Görev tanımı: Belge alıntısını baştan sona, tek bir kelimesini bile değiştirmeden tekrar yazın.

Pandemi sürecinde çocuklarımızın hepsine Yıldız Teknik Üniversitesinin katkılarıyla yabancı dil eğitimi verdik. Şimdi çocuklarımızın çoğu kendilerini ifade edebiliyorlar. Gittikleri ülkelerde iletişime geçebiliyorlar. Çünkü dünya ile entegre olamadığınız zaman eksik kalmış oluyorsunuz. Bu her alan için geçerli. 

 

 

Organizasyonlar o kadar önemli ki; Almanya Berlin Olimpiyatlarını yaptığı zaman 2. Dünya Savaşı’ndan çıkmış bir ülkeydi. İlk kez canlı yayınlanan bir olimpiyat yaptılar. Ve bütün savaştaki olumsuzluk imajını bir olimpiyatla hemen yok ettiler. Olimpiyatlarda madalya olarak hedeflerimize ulaşamamış olabiliriz ama spor adamı olarak konuşuyorum, Türk spor tarihinin bence en başarılı organizasyonu temsil ettiğimizi söylüyorum. İşte atıcılıktaki Yusuf kardeşimizin bir duruşu belki Turizm Bakanlığının milyon dolar harcasa bu kadar tanıtımı olmazdı. Bu da sporun güzel tarafı. 

 

Bakanlığa ya da topluma Curling’i anlatmak noktasında zorluk çekiyor musunuz? Ya da destek alıyor musunuz?

[Toplanan veriler]
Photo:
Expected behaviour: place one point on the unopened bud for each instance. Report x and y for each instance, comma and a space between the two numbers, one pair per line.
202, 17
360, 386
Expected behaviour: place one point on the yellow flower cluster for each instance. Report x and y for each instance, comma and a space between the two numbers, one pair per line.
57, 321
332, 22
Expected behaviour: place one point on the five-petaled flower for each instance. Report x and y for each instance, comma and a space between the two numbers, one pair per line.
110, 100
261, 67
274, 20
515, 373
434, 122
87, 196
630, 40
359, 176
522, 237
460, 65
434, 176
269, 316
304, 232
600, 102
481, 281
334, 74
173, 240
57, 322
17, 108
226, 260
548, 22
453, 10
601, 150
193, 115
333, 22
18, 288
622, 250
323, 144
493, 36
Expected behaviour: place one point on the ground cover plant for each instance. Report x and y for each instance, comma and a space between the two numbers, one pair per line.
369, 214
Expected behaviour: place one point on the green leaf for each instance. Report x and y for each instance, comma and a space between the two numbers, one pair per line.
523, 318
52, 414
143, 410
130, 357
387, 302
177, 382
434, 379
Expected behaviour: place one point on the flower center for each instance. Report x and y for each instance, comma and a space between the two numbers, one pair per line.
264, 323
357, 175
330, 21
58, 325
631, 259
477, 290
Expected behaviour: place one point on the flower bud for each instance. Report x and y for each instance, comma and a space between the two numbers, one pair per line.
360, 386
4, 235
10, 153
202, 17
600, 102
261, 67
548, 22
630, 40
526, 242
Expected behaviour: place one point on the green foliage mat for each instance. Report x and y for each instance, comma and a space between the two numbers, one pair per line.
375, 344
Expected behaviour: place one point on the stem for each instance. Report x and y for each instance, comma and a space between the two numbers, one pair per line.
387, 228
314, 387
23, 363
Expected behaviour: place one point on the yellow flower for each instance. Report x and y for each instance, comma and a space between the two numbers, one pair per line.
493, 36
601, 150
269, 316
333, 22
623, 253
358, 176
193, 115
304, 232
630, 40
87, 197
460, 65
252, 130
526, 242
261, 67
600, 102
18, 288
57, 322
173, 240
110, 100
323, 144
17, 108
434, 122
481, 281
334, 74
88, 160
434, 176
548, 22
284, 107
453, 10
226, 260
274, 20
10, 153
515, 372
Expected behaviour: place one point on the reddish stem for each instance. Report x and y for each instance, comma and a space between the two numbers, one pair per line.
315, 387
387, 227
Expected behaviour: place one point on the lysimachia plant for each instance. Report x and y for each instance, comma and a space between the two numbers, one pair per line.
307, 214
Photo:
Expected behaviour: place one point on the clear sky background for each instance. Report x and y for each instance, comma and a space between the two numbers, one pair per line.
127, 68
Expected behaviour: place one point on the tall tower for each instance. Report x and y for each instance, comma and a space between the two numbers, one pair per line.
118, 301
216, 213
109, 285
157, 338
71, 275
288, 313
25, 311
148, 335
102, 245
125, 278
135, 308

Görev yanıtı:
Pandemi sürecinde çocuklarımızın hepsine Yıldız Teknik Üniversitesinin katkılarıyla yabancı dil eğitimi verdik. Şimdi çocuklarımızın çoğu kendilerini ifade edebiliyorlar. Gittikleri ülkelerde iletişime geçebiliyorlar. Çünkü dünya ile entegre olamadığınız zaman eksik kalmış oluyorsunuz. Bu her alan için geçerli. 

 

 

Organizasyonlar o kadar önemli ki; Almanya Berlin Olimpiyatlarını yaptığı zaman 2. Dünya Savaşı’ndan çıkmış bir ülkeydi. İlk kez canlı yayınlanan bir olimpiyat yaptılar. Ve bütün savaştaki olumsuzluk imajını bir olimpiyatla hemen yok ettiler. Olimpiyatlarda madalya olarak hedeflerimize ulaşamamış olabiliriz ama spor adamı olarak konuşuyorum, Türk spor tarihinin bence en başarılı organizasyonu temsil ettiğimizi söylüyorum. İşte atıcılıktaki Yusuf kardeşimizin bir duruşu belki Turizm Bakanlığının milyon dolar harcasa bu kadar tanıtımı olmazdı. Bu da sporun güzel tarafı. 

 

Bakanlığa ya da topluma Curling’i anlatmak noktasında zorluk çekiyor musunuz? Ya da destek alıyor musunuz?